▶ _Task details_: State how many lines in the records below contain the string "cover", with case counting, and give only that number.

▶ _Excerpted records_:

•••

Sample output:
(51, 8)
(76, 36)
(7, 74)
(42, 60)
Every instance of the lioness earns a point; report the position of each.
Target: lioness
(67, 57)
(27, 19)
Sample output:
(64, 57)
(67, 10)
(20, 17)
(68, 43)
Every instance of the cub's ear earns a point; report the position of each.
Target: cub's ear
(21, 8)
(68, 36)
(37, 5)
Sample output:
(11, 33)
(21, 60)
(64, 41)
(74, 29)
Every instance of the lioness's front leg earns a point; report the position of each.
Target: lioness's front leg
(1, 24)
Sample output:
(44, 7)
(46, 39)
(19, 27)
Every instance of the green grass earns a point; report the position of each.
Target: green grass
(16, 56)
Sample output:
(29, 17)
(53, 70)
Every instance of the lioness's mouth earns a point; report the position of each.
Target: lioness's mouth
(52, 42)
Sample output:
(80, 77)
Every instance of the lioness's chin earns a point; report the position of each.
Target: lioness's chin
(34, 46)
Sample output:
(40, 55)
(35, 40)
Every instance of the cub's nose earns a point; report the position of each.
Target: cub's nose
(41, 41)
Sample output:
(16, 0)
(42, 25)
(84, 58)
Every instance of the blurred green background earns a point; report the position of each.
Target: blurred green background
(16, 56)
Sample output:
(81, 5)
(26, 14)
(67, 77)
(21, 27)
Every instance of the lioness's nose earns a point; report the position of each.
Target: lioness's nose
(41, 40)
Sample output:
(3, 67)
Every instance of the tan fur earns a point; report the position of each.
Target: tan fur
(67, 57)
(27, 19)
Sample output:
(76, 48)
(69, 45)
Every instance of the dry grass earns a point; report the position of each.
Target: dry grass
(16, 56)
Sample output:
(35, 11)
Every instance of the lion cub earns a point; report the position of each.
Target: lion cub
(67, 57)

•••

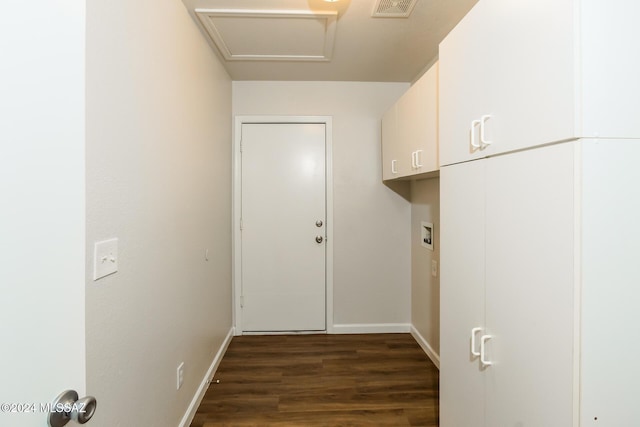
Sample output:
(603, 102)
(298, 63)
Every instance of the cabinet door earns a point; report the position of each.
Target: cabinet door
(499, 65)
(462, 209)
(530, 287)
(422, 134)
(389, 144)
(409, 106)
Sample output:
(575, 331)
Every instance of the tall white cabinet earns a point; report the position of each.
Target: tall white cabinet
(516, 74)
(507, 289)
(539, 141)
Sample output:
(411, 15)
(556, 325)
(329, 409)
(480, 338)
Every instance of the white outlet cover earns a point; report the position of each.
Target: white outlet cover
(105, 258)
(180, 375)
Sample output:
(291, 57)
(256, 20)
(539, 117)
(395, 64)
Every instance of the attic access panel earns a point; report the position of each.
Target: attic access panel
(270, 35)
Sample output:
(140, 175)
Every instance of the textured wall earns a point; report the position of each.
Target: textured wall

•••

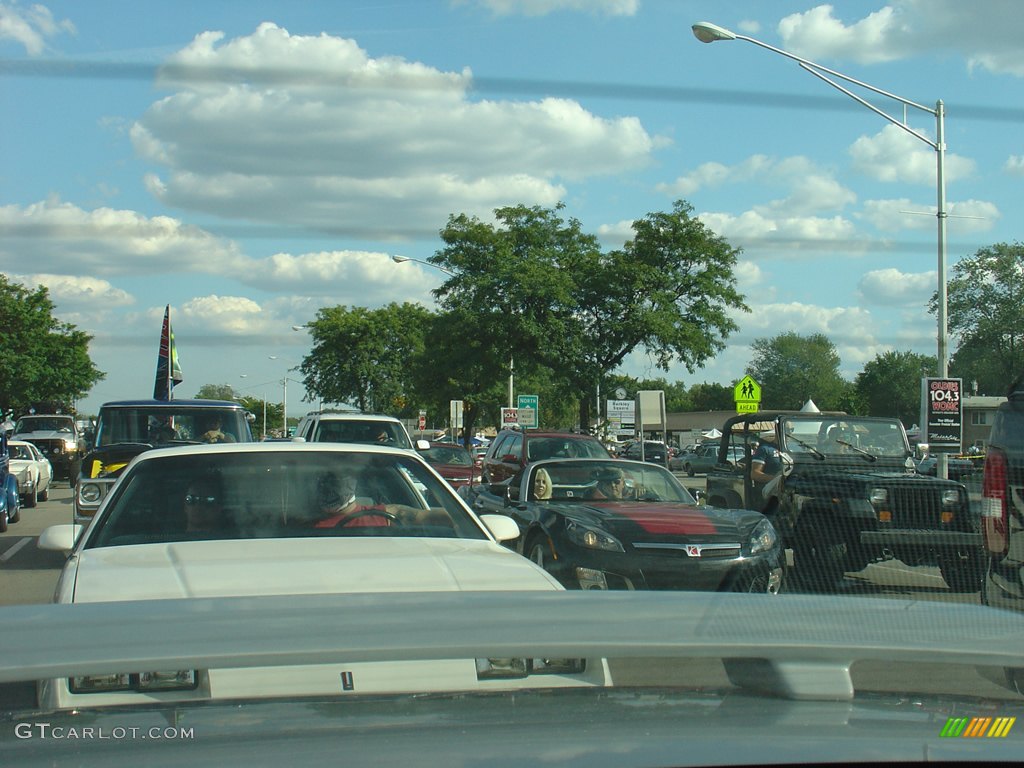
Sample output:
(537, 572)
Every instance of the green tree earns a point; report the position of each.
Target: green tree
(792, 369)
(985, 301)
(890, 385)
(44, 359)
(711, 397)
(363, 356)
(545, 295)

•••

▶ _Reply_: 2